(Point localization data)
☆ ☆ ☆ ☆ ☆ ☆ ☆

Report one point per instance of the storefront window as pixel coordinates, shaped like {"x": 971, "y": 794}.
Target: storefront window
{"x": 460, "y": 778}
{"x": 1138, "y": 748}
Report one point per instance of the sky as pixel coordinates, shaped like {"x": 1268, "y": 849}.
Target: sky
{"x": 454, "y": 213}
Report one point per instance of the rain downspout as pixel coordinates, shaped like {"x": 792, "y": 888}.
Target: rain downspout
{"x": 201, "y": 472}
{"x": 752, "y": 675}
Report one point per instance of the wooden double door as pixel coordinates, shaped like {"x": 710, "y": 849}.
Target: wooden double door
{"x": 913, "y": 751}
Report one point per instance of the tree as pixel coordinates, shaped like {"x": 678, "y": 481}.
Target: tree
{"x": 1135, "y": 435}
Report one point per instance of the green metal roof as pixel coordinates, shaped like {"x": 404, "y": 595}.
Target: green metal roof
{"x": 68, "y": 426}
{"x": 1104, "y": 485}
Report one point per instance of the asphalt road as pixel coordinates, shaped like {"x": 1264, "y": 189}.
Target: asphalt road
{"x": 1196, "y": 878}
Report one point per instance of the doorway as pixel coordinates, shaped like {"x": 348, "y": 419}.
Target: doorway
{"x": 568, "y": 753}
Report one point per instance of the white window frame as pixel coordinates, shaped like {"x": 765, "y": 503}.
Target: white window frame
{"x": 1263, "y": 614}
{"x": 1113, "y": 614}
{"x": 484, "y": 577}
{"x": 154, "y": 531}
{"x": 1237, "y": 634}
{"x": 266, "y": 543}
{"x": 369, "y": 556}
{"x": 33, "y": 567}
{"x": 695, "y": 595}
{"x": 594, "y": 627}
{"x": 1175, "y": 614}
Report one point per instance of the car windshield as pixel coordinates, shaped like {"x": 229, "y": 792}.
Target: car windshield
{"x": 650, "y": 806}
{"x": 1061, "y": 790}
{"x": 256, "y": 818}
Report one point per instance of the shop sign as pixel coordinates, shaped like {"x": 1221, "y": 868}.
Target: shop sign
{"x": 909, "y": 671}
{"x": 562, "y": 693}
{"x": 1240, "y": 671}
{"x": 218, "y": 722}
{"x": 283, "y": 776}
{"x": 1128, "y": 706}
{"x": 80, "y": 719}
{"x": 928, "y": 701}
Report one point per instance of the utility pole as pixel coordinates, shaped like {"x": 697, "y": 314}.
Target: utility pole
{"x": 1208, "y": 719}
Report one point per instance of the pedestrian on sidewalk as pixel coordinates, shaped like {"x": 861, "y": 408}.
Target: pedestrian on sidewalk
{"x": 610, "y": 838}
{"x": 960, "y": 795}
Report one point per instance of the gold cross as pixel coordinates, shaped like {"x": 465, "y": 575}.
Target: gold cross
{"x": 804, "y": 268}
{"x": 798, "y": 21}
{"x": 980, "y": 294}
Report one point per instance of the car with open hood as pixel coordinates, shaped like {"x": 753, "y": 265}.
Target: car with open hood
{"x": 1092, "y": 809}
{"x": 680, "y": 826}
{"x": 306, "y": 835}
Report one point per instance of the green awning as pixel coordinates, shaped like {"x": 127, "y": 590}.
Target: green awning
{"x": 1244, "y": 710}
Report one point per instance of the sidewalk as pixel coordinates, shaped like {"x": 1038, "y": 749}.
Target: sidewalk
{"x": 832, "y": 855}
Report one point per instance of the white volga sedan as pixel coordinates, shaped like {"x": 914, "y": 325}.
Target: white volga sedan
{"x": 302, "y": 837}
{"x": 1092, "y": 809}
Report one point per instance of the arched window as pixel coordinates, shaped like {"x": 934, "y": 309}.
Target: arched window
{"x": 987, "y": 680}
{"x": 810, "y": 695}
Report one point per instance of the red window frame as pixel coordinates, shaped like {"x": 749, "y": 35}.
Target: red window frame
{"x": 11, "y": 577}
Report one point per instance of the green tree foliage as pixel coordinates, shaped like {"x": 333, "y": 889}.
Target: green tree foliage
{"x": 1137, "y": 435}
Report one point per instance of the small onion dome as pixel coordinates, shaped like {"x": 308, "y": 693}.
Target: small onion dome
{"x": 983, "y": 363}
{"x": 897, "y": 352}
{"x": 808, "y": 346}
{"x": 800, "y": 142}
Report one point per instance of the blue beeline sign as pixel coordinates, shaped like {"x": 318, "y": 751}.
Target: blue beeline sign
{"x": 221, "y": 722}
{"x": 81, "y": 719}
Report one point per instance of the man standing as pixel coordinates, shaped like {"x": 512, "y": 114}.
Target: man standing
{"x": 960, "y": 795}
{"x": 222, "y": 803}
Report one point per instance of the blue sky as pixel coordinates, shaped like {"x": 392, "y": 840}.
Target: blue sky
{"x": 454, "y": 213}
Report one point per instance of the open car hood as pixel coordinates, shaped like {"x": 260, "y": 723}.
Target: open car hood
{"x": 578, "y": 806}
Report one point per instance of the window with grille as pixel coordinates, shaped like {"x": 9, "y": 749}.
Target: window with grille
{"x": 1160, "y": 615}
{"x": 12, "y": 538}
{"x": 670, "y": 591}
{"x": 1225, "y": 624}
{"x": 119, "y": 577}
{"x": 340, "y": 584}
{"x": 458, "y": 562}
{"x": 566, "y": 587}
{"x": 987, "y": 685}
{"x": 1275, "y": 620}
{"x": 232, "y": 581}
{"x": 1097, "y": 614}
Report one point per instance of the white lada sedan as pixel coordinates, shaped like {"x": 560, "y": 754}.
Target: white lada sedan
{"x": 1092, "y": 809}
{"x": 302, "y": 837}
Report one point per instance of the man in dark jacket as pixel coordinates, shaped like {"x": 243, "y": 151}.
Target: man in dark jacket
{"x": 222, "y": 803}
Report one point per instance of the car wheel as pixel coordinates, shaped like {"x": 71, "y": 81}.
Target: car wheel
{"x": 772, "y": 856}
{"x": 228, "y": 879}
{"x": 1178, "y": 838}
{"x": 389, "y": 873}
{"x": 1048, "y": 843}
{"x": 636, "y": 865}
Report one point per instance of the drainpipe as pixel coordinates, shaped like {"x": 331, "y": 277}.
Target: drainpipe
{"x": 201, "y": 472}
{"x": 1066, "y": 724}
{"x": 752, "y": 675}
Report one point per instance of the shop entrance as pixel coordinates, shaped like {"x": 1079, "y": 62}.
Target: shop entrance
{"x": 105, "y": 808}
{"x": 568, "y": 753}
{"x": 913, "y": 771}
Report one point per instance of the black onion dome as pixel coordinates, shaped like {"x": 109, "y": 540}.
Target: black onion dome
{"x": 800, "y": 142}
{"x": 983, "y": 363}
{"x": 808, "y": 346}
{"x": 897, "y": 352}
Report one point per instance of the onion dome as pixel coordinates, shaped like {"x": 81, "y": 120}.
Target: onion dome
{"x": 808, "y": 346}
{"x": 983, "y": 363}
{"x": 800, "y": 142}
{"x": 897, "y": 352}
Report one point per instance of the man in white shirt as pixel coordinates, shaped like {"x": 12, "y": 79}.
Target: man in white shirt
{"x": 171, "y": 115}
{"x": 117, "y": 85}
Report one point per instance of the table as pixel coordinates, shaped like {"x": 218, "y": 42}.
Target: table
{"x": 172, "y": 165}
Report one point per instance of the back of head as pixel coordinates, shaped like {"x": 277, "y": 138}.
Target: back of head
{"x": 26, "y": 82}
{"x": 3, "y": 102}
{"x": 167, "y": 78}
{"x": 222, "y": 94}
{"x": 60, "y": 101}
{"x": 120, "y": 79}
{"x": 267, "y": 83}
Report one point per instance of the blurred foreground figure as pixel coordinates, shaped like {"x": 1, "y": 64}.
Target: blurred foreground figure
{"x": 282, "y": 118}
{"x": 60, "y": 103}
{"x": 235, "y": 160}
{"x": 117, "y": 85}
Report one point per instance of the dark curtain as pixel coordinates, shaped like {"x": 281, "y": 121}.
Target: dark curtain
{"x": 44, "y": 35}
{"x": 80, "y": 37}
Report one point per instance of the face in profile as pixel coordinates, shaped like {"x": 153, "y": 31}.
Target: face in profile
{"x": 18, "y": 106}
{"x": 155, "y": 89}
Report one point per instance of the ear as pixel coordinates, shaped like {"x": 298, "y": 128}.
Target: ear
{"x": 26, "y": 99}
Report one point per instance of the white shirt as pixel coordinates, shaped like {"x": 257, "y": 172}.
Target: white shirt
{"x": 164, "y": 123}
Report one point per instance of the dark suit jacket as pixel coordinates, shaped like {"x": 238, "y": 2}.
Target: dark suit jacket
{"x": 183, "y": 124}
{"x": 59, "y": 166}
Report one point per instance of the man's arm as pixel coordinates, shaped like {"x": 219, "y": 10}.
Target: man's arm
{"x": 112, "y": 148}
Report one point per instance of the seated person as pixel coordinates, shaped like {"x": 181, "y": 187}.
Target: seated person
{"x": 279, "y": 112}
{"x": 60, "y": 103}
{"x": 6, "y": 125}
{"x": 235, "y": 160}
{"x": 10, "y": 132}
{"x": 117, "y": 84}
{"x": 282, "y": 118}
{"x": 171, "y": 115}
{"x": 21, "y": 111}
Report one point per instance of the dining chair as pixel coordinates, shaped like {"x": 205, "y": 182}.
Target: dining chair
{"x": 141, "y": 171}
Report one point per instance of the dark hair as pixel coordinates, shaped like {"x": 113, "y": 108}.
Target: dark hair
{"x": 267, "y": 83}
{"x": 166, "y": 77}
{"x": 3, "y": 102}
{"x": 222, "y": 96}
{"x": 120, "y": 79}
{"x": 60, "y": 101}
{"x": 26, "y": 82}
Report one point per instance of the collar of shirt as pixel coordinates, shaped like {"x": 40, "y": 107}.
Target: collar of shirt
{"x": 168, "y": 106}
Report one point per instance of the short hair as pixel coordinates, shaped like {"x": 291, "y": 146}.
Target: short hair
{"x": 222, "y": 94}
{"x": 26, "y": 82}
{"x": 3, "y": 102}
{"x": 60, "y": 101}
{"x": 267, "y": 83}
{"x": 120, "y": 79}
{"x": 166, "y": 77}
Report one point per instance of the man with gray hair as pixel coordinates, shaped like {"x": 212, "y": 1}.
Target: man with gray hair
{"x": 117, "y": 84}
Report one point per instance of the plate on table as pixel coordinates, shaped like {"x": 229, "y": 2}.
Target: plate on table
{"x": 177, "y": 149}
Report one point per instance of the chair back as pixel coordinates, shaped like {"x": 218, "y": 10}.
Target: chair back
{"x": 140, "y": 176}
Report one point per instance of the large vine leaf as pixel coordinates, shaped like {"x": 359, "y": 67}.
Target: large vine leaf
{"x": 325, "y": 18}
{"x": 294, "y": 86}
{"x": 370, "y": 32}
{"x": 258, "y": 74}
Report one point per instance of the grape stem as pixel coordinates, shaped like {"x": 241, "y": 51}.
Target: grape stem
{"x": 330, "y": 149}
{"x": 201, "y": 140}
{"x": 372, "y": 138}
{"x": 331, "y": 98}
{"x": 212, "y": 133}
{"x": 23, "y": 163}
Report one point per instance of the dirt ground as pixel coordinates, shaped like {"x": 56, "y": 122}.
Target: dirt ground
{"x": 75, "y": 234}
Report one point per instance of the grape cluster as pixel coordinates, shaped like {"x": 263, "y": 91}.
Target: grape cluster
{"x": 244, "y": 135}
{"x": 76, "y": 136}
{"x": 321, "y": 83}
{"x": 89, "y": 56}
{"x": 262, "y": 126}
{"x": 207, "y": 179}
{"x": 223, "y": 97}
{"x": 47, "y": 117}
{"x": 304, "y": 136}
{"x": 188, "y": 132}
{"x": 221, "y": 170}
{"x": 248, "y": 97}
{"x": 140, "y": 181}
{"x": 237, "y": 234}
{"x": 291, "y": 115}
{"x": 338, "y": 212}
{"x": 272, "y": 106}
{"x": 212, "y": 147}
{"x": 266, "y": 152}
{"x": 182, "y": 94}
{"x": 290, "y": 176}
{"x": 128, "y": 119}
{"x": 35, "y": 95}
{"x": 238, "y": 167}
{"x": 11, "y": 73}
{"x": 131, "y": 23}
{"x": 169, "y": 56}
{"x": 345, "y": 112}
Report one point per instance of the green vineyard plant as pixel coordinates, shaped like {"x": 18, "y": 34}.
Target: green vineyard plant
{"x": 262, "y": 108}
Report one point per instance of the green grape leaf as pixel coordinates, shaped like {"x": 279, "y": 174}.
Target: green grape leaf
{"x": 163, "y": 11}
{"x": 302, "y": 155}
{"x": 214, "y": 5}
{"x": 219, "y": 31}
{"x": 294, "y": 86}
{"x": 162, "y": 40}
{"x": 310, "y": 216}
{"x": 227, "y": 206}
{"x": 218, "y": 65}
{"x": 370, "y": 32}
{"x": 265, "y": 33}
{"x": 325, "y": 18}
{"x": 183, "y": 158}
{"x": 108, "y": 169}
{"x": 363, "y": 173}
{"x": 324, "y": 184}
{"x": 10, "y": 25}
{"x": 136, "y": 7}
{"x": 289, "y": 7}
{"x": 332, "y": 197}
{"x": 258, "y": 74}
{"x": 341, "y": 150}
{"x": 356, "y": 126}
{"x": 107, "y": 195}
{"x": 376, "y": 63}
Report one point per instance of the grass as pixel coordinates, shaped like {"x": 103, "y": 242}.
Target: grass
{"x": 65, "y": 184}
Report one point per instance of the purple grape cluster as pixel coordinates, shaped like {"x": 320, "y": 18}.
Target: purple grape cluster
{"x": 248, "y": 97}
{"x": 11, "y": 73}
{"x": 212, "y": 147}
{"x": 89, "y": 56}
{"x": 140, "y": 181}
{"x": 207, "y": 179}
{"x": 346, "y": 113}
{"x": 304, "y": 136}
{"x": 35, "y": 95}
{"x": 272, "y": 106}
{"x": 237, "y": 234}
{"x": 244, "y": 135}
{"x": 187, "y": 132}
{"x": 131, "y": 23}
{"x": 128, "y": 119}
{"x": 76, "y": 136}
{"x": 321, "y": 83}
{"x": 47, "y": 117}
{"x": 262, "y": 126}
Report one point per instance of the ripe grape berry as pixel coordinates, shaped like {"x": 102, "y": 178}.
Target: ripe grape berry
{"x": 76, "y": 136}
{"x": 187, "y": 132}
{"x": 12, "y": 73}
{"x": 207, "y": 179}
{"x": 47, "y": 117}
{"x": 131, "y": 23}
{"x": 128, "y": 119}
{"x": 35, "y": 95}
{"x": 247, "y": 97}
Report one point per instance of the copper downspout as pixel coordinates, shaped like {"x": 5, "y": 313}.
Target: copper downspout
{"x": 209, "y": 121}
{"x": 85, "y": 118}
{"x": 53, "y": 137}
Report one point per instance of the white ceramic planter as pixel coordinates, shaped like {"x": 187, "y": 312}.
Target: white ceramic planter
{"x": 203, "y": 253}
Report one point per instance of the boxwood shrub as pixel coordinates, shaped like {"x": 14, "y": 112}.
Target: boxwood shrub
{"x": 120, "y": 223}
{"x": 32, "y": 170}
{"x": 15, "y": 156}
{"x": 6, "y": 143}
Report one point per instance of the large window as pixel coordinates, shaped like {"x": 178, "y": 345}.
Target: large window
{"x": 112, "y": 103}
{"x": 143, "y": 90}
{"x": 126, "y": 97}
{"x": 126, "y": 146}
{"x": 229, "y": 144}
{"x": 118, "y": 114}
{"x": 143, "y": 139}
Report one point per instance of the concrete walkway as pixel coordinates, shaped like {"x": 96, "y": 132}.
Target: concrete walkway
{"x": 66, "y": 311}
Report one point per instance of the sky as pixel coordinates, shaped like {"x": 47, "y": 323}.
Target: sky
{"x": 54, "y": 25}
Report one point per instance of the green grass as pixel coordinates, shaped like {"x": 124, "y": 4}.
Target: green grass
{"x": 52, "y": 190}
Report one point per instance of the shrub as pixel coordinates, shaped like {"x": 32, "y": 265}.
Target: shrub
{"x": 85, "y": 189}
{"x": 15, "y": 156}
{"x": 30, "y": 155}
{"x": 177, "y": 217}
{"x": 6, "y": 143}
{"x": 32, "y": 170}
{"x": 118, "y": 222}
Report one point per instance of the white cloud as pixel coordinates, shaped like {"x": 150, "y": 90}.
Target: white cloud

☆ ☆ ☆ ☆ ☆ ☆ ☆

▶ _Exercise goal_
What is the number of lines above that contain "cloud"? Reply with that number only.

▶ _Exercise output_
2